→ TEXT SHOWN

##############################

Doon frae Troon said:



			I was only joking, can't believe folk took my comment seriously.....or maybees.
		
Click to expand...

No worries here Doon , but some folk sadly don't have our sense of humour , or maybe they're just windup merchants.


----------



## Farneyman (Apr 19, 2016)

I liked the stat that Kenny Miller was the first player to score for the "3 old firm teams" :rofl:


----------



## ger147 (Apr 19, 2016)

Farneyman said:



			I liked the stat that Kenny Miller was the first player to score for the "3 old firm teams" :rofl:
		
Click to expand...

Lol


----------



## Hickory_Hacker (Apr 20, 2016)

Liverpoolphil said:



			Are some songs not being sung because they know they cause offence ?
		
Click to expand...

Why are you taking the piss? I don't believe that you're that stupid or are you? Eejit.


----------



## Hickory_Hacker (Apr 20, 2016)

HankMarvin said:



			Amazing how some people have taken this thread about a football game between Rangers & Celtic and turned it into a sympathy thread about religion.


Get a life.

Rangers beat Celtic 5-4 now back on track
		
Click to expand...

I watched the penalties and what's all this 'excuse thing' about the grass moving? 

Great win for the Hibees and it all makes for a better final :thup:


----------



## Liverpoolphil (Apr 20, 2016)

Hickory_Hacker said:



			Why are you taking the piss? I don't believe that you're that stupid or are you? Eejit.
		
Click to expand...

Excuse me ?


----------



## Doon frae Troon (Apr 20, 2016)

Saw a great big lorry with this on the side going north on the A77.

##############################

(Point labeling data based on photos)
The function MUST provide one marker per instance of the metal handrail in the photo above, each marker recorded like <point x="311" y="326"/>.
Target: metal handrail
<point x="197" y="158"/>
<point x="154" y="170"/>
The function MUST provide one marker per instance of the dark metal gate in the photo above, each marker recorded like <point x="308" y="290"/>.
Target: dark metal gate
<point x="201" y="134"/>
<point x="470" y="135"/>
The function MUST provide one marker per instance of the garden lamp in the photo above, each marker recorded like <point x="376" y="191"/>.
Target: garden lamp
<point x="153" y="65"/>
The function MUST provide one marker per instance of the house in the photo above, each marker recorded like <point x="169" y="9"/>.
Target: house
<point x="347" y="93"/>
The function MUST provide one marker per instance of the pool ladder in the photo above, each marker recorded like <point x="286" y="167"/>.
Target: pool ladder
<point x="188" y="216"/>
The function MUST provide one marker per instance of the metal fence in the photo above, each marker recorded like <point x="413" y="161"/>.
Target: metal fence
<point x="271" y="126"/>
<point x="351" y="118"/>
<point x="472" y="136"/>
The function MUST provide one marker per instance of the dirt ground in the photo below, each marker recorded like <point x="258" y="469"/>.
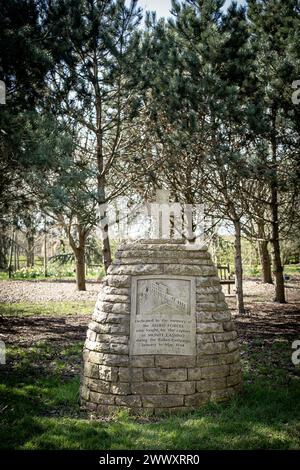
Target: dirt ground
<point x="264" y="319"/>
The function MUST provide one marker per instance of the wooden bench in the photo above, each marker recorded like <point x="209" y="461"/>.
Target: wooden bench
<point x="225" y="279"/>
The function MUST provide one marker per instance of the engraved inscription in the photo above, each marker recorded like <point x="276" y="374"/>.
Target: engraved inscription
<point x="163" y="316"/>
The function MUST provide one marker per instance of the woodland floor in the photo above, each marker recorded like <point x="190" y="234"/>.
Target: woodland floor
<point x="43" y="325"/>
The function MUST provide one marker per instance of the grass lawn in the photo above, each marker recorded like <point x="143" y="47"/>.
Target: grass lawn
<point x="39" y="407"/>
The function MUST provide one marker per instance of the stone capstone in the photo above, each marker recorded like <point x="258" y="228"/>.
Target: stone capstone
<point x="161" y="338"/>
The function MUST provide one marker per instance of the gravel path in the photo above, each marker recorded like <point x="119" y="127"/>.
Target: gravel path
<point x="35" y="291"/>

##############################

→ SET TASKS
[a] Set down, word for word, the passage of the football forum thread above, starting with "I watched the" and going on through "Liverpoolphil (Apr 20, 2016)".
[b] Resume the football forum thread above from the point at which it stops.

→ EXPECTED ANSWERS
[a]
I watched the penalties and what's all this 'excuse thing' about the grass moving? 

Great win for the Hibees and it all makes for a better final :thup:


----------



## Liverpoolphil (Apr 20, 2016)

[b]
Hope the poor wee soul does not park up in east Glasgow.

http://www.sashuk.com/


----------



## ger147 (Apr 20, 2016)

Deila going at the end of the season. With Rangers back I wonder who they will go for next, and more importantly if the men in suits are planning a change of tack from the current policy of buying cheap and selling anyone decent on immediately if there is any interest.


----------



## User62651 (Apr 20, 2016)

ger147 said:



			Deila going at the end of the season. With Rangers back I wonder who they will go for next, and more importantly if the men in suits are planning a change of tack from the current policy of buying cheap and selling anyone decent on immediately if there is any interest.
		
Click to expand...

No change in policy in my view -Given that a million quid is a fortune for any Scottish Club and pocket money for EPL clubs Celtic will continue to bring on their own or buy cheap players, develop them and sell on, players like Van Dijk, Boruc, Wanyama etc have been good business and as we all know football is just business at board level anyway.


----------



## Hickory_Hacker (Apr 20, 2016)

Liverpoolphil said:



			Some of the stuff I have seen on social media and indeed on my own timeline from both sets of fans is shocking - so much hatred over a football match. Rangers fans goading responses and vice versa - why can't people just celebrate a victory like mature human beings
		
Click to expand...

Why excuse an idiot? You have no idea, absolutely NO idea. Embarrassing.


----------



## Liverpoolphil (Apr 20, 2016)

Hickory_Hacker said:



			Why excuse an idiot? You have no idea, absolutely NO idea. Embarrassing.
		
Click to expand...

Who is excusing anyone ? 

What exactly do I have no idea about.


----------



## Hickory_Hacker (Apr 20, 2016)

Liverpoolphil said:



			Who is excusing anyone ? 

What exactly do I have no idea about.
		
Click to expand...

Read your posts then think, just for one second try and think about what you're posting about before you open your gob, eejit.


----------



## Liverpoolphil (Apr 20, 2016)

Hickory_Hacker said:



			Read your posts then think, just for one second try and think about what you're posting about before you open your gob, eejit.
		
Click to expand...

Sorry but what's wrong with my posts saying what people are putting on social media ? 

Do you want to put some substance behind your rants or insults ?


----------



## PhilTheFragger (Apr 20, 2016)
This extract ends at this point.